Dataset excerpts
'''
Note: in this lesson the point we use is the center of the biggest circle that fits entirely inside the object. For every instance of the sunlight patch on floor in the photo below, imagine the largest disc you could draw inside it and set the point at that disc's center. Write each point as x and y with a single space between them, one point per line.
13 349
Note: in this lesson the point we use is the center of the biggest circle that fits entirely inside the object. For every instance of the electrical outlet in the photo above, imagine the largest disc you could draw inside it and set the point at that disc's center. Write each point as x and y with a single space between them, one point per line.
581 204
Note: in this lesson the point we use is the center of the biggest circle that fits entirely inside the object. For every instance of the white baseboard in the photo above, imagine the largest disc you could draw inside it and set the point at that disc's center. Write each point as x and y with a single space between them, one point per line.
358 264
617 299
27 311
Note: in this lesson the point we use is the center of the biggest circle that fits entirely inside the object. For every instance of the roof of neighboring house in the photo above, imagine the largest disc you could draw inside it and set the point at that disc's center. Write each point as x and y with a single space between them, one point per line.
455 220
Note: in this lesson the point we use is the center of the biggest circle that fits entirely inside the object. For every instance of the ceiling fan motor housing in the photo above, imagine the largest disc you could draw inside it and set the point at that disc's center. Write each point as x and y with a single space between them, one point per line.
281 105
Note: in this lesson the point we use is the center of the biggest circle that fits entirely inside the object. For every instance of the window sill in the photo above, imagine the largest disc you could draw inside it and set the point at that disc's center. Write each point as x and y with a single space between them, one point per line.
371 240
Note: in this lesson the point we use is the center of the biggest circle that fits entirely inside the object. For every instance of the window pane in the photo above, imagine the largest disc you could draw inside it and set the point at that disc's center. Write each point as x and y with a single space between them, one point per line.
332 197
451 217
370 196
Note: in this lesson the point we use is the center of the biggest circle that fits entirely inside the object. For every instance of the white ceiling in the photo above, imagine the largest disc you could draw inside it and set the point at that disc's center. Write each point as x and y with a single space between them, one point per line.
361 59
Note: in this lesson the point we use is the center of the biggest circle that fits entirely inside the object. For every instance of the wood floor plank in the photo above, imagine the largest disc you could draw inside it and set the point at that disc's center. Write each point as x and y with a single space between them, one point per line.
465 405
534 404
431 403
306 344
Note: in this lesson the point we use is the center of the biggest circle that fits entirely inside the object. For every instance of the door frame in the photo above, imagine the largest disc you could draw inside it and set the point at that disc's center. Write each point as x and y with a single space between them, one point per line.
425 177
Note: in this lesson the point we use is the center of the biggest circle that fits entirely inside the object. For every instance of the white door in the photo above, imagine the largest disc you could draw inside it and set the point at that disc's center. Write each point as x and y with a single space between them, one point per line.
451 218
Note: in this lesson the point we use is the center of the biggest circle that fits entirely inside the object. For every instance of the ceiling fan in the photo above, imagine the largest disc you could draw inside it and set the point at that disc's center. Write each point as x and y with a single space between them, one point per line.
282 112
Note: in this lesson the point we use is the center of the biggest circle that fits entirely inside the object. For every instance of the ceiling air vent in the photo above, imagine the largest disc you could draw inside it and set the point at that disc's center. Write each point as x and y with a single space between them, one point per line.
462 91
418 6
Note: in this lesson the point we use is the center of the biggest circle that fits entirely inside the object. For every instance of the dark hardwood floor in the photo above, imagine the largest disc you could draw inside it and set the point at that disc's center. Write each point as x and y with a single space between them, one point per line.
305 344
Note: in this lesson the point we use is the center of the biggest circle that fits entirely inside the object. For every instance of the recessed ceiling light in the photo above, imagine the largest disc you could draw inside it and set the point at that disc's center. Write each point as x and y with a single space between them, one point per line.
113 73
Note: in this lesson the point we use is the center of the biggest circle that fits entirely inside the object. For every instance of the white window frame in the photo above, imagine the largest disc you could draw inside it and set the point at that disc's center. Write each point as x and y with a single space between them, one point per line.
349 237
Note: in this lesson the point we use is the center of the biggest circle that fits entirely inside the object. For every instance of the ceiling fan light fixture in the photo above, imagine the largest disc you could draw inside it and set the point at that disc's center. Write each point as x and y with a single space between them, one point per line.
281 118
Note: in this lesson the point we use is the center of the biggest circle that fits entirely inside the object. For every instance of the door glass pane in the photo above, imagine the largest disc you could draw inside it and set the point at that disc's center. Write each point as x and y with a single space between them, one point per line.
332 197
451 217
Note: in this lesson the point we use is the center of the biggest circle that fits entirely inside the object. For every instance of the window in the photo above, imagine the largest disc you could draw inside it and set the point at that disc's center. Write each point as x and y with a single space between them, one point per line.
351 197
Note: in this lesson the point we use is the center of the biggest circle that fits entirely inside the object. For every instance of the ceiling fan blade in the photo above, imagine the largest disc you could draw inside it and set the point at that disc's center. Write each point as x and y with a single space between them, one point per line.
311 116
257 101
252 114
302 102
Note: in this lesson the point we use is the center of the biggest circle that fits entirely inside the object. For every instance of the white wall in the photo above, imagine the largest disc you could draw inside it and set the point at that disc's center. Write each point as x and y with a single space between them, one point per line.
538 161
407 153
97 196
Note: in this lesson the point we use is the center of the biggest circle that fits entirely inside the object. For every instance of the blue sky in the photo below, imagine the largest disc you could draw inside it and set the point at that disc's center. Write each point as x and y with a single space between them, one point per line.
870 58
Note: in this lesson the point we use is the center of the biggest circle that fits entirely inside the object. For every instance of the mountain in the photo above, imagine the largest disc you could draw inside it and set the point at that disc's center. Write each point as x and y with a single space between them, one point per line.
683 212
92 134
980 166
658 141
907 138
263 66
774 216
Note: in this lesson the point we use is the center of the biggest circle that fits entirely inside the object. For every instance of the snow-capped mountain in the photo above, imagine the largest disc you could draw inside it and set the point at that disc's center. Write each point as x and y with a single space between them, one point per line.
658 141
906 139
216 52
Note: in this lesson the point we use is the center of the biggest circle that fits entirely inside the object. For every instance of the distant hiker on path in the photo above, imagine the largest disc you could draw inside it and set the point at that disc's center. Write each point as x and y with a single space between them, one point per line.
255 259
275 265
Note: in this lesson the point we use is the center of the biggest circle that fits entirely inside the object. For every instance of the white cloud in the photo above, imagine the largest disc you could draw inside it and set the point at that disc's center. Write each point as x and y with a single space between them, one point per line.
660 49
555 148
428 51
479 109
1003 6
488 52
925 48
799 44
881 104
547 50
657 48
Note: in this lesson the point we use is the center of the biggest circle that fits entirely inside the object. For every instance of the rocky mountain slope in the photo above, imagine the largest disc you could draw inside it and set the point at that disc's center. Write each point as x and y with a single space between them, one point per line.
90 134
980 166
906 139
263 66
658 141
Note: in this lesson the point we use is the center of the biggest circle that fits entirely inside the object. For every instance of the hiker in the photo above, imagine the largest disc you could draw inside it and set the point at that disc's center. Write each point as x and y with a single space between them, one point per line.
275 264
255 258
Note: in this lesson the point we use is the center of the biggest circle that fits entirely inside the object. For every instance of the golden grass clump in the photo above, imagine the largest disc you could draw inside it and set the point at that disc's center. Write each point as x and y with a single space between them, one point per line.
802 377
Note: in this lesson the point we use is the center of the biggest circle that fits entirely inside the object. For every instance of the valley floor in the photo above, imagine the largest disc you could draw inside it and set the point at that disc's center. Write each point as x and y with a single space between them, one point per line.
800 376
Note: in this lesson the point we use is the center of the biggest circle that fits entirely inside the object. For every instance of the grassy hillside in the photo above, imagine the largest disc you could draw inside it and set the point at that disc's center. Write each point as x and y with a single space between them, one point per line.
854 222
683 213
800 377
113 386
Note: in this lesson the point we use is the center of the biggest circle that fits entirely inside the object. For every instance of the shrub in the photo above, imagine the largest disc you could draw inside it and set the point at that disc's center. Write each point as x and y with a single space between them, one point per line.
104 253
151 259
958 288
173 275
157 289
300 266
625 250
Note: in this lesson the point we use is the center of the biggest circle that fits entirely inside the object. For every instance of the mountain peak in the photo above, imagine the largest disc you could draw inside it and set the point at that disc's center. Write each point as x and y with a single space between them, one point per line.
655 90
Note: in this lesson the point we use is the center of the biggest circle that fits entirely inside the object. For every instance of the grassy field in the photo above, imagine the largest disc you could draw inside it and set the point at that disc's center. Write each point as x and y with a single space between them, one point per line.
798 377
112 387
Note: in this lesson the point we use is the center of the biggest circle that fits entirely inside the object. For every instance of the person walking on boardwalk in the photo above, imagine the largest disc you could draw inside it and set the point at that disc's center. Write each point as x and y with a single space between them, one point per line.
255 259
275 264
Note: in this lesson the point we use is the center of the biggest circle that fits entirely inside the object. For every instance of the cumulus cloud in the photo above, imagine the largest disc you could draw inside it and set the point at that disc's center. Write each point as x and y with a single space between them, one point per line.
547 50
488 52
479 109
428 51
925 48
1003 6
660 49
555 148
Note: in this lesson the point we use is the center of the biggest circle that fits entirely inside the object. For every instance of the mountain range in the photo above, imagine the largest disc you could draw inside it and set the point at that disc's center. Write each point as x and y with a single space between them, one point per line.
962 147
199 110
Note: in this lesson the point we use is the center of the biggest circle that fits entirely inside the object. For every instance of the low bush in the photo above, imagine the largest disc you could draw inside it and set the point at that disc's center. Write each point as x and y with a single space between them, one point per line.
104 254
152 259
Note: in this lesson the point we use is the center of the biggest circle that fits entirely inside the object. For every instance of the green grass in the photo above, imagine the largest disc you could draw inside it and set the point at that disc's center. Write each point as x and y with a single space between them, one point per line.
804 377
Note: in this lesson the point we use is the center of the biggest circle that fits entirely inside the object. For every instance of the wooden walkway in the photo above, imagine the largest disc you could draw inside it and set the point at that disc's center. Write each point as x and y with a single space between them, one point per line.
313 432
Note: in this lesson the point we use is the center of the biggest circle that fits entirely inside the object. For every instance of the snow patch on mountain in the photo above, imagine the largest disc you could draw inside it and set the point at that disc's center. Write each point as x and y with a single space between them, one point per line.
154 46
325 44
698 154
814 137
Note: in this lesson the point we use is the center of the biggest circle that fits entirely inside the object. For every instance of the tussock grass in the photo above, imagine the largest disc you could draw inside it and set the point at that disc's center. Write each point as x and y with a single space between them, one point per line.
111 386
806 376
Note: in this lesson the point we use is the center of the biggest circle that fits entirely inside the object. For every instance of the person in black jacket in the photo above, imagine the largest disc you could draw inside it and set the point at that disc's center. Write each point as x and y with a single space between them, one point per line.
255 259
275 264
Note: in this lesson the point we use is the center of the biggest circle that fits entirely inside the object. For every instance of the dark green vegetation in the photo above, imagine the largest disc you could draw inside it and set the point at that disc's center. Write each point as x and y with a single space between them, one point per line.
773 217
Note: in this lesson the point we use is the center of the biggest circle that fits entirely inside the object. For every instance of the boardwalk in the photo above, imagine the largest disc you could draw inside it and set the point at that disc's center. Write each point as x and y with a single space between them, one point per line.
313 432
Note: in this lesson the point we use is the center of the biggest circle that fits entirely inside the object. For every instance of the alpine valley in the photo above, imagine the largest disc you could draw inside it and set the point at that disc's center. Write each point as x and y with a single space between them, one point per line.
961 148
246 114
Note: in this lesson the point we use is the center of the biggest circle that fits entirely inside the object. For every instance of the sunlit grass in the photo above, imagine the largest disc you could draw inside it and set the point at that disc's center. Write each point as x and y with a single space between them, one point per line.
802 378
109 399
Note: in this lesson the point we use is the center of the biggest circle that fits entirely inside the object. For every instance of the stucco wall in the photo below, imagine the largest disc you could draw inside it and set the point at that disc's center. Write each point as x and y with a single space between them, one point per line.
'''
→ **Aim of the exercise**:
Output, exactly and with no other text, the line that contains "of the alpine" and all lines from there to the end of the records.

→ **Task response**:
Note: in this lesson the point we use is the center of the biggest circle that fits entirely inside the object. For every instance of the alpine valley in the photo above, imagine the largest disc you could draw inside it and set the point at that disc's center. Write each point as x and y with a single space between them, one point per line.
961 148
246 114
Note: in this lesson the point we use is the center of the biggest circle that fits entirely inside the object. For every instance of the sunlit grass in the photo above, imagine the largest disc you could draw inside it and set the point at that disc's center. Write each point as x and y with a single space between them, one point per line.
802 378
109 399
Note: in this lesson the point we use is the center of the biggest circle that fits entirely inside the object. For every instance of the stucco wall in the photo below, imagine the largest disc you could draw inside it and set the point at that disc's center. Write each point as x and y with a single space between them, one point per line.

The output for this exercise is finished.